Excerpts of pointing data:
(begin)

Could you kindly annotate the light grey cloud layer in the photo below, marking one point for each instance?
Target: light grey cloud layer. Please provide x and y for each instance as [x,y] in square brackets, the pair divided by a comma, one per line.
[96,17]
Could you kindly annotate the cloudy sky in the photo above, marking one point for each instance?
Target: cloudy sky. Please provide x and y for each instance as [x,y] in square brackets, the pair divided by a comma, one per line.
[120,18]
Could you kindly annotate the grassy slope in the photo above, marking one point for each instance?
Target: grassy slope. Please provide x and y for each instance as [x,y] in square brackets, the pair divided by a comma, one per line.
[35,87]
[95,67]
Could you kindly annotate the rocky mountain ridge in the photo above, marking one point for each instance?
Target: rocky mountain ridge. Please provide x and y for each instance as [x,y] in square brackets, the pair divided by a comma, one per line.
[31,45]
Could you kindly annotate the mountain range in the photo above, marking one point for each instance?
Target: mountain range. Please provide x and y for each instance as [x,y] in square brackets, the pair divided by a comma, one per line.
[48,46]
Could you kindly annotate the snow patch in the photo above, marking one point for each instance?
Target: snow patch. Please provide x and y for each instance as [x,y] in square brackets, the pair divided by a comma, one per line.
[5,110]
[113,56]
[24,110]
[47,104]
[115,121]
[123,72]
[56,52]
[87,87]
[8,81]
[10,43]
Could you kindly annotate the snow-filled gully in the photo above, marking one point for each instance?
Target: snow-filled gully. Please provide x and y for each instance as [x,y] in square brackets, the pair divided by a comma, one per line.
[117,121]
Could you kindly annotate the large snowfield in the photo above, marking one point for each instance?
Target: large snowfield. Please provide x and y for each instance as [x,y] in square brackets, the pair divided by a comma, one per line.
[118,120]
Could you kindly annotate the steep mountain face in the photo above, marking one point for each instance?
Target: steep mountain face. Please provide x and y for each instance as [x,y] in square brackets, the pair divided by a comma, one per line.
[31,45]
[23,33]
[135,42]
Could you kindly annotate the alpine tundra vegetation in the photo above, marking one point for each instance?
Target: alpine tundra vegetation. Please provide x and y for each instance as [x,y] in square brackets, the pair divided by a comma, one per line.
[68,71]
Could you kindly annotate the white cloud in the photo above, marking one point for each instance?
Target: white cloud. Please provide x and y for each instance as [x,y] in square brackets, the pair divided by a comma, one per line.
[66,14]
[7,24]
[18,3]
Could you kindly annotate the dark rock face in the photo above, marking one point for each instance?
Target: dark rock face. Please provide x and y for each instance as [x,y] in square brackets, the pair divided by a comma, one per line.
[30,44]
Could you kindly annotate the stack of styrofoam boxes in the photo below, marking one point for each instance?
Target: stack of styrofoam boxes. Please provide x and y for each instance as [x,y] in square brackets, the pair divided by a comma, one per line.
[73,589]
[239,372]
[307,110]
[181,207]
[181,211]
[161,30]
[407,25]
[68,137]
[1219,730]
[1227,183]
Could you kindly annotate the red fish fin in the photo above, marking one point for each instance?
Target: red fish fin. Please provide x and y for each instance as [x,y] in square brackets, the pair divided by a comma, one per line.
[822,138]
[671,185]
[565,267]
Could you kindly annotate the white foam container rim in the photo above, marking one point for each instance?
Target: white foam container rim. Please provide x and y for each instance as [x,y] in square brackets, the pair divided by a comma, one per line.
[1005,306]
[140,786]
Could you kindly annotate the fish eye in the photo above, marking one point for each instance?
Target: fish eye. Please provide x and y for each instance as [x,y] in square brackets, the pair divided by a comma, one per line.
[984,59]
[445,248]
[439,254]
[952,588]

(end)

EXERCISE PROMPT
Extract the records from the line containing "Could you kindly annotate the alpine" through the final line of the records, including both ends. Reproduce every line character for character.

OUTPUT OF THE TASK
Could you kindly annotate the alpine tundra vegetation in the photo above, marking one point for each instance?
Target: alpine tundra vegetation. Please provide x and y for each instance as [x,y] in square brackets, the pair divided by a comma, one per line.
[68,71]
Could you kindly annotate the white cloud in the photo above, marking one point for each instance?
Target: white cloud. Please provide x and y for each instance as [x,y] in square brackets, the pair divided by a comma, one per line.
[66,14]
[7,24]
[18,3]
Could you kindly annotate the dark rock face in the photo above, marking one point for each instance?
Target: dark rock face. Please provide x and y for each instance as [x,y] in square brackets, the pair divided by a comma, one per line.
[30,44]
Could you kindly annotate the stack of styrofoam boxes in the photo below, marking one point for each instance?
Target: stack of styrofoam boxes. Please provide x and y for each instance as [x,y] in square brackets, the pair divided by a comma, one per line.
[73,589]
[239,372]
[307,110]
[181,207]
[181,211]
[161,30]
[407,25]
[68,137]
[1219,730]
[1227,183]
Could you kindly annotate the red fish fin in the photo above, marking one point for each instance?
Target: red fish fin. Please provide x and y for each instance as [x,y] in square brackets, the pair divided by a comma, one per line.
[822,138]
[671,185]
[565,267]
Could you kindly annotate the white foam container rim in the photo above, marking one point for each instance?
Target: white foam container rim. Please provide x and y for each instance as [x,y] in square brackets, the pair divided by a comma, one per line.
[1005,306]
[140,786]
Could you kindly annotate the fish eye in the photo above, marking one point for each instance?
Target: fish eye. Please provide x and y for each instance as [x,y] in square brackets, the pair divided by a comma, one per line.
[984,59]
[445,248]
[439,254]
[952,588]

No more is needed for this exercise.